* **Извлечённый текст**:
......

Мне все равно, в какой стране служить

Сотни россиян и украинцев воюют за Францию в Иностранном легионе. Вот зачем они это делают и что с ними происходит теперь

С 2014 года, когда начался конфликт в Донбассе, российские официальные СМИ постоянно рассказывали, что на стороне Украины воюют граждане иностранных государств. Уже после начала полномасштабной войны в Украине в 2022 году солдаты самопровозглашенной ДНР захватили в плен двух граждан Британии и марокканца, подписавших контракт с украинской армией еще до 24 февраля; всех их суд ДНР приговорил к смертной казни. Между тем, начиная с 1990-х, сотни россиян воевали за армию Франции, теперь объявленной недружественным государством, в самых разных точках мира. В созданный еще в XIX веке французский Иностранный легион может вступить любой иностранец — и для многих российских мужчин контракт с французской армией оказался более выгодным и интересным, чем служба на родине. По просьбе «Холода» Юлия Селихова рассказывает, как складывалась жизнь и служба нескольких российских легионеров — и что изменилось в легионе после начала войны в Украине.

Все имена и фамилии героев изменены

В 2013 году 25-летнего москвича Савелия Дмитренко бросила девушка — и он решил поехать воевать за Францию.

«Из-за разрыва отношений я потерял смысл в жизни, — вспоминает Дмитренко. — У нас с девушкой было все серьезно, но она решила уйти к более взрослому и состоятельному мужчине». Вдобавок к этому Дмитренко еще и потерял работу — он делал сметы для строительной фирмы, но его сократили. Размышляя о том, что делать дальше, он вспомнил, как в юности смотрел по телевизору британское шоу «Побег в легион»: в нем ведущий и одиннадцать добровольцев отправились в Сахару, чтобы воссоздать процесс подготовки солдат Французского легиона. К реальному подразделению французской армии, в которое могут записаться иностранцы, телепередача отношения не имела — скорее, эксплуатировала миф о нем. Именно этот миф и привлек Савелия Дмитренко: после неудач и на профессиональном, и на личном фронте ему «хотелось полностью изменить жизнь, испытать себя». 

В октябре 2013 года Дмитренко сел на самолет в Марсель, чтобы оттуда поехать на электричке в Обань — город, где находится главный вербовочный пункт легиона. До этого он пару раз ездил на отдых в Турцию и Египет с друзьями — поездка во Францию стала его первым самостоятельным путешествием в Европу. «Пока я ехал [из аэропорта на марсельский железнодорожный вокзал], в глаза бросалось огромное количество граффити с ругательными словами, — вспоминает мужчина. — Буквально все стены были в граффити, я такого у нас [в России] никогда не видел. Доехал до вокзала поздно вечером, было темно, уже ничего не работало, на улице почти никого не было, кроме чернокожих уборщиков и арабов. Они очень громко разговаривали и, как мне казалось, грубо обращались даже друг с другом. Стало страшно». Ночь Дмитренко провел на вокзале — особенно ему запомнились размещенные там «биллборды с гомосексуальными картинками». «Я стрессовал, — рассказывает он. — Впервые начал задумываться о смерти, о том, что меня могут отправить куда-нибудь за границу, и я там подорвусь на мине или меня подстрелят».

......

* **Исходные данные**:

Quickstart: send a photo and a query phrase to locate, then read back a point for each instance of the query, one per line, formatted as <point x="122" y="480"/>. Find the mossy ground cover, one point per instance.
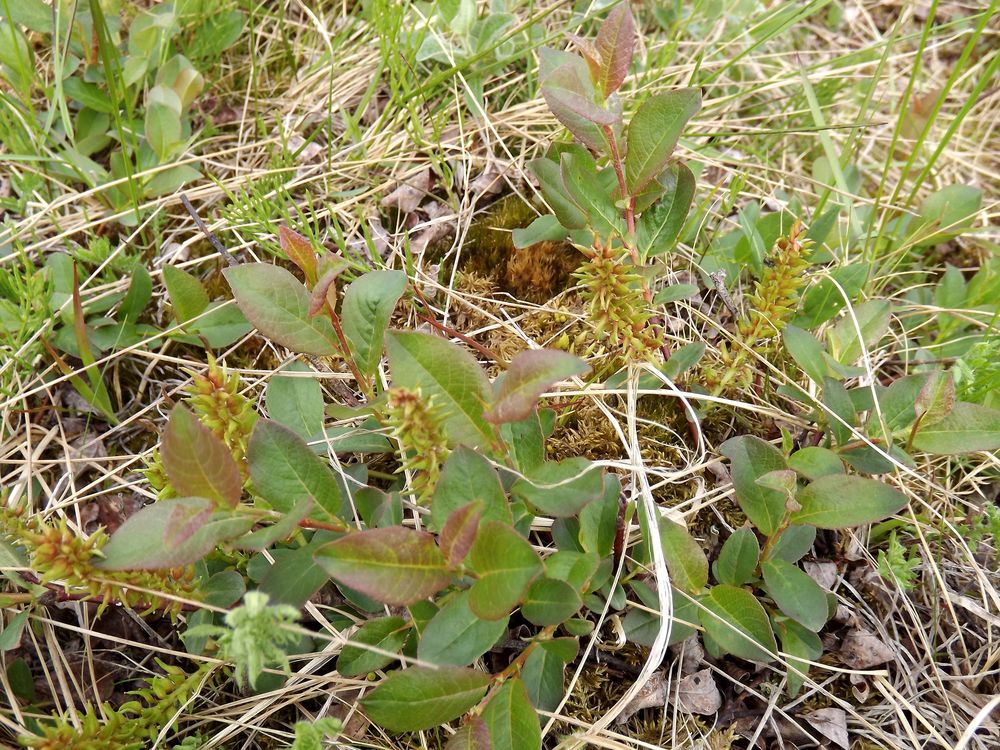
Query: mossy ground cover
<point x="398" y="135"/>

......

* **Список заданий**:
1. Выпишите все страны, которые названы в тексте о российских легионерах, не считая самопровозглашённых республик.
2. Продолжите, пожалуйста, текст о российских легионерах после его последнего предложения.

* **Ответы к упражнению**:
1. Франция, Украина, Британия, Турция, Египет, Россия

2.
Мне все равно, в какой стране служить
Кандидаты в легионеры маршируют неподалеку от одного из вербовочных пунктов во Франции, 5 марта 2010 года

В половине пятого утра Дмитренко сел на электричку и благополучно доехал до Обани. Там его сразу отправили на собеседование, которое заняло первую половину дня. Дальше были тесты на физподготовку. «Некоторых людей сразу отправляли домой: кто-то не смог подтянуться, у кого-то давление поднялось из-за приседаний, — говорит Дмитренко. — Я прошел испытания первого дня, наступил ужин. Нам выдали форель с рисом и соусом рокфор. Можете себе представить, когда берут сыр рокфор настоящий и разводят его в молоке и сливках? Такого уровня блюда раньше я ел только в ресторанах».

Ужиная, Дмитренко вспоминал, как кормили в российской армии, где он год отслужил срочником: гречку с котлетой, «сделанной из всего, что осталось со вчерашнего дня, перемешанного в миксере со свиным или говяжьим жиром». После форели им выдали пирог на десерт и сок. В общем, во Французском легионе Дмитренко сразу понравилось.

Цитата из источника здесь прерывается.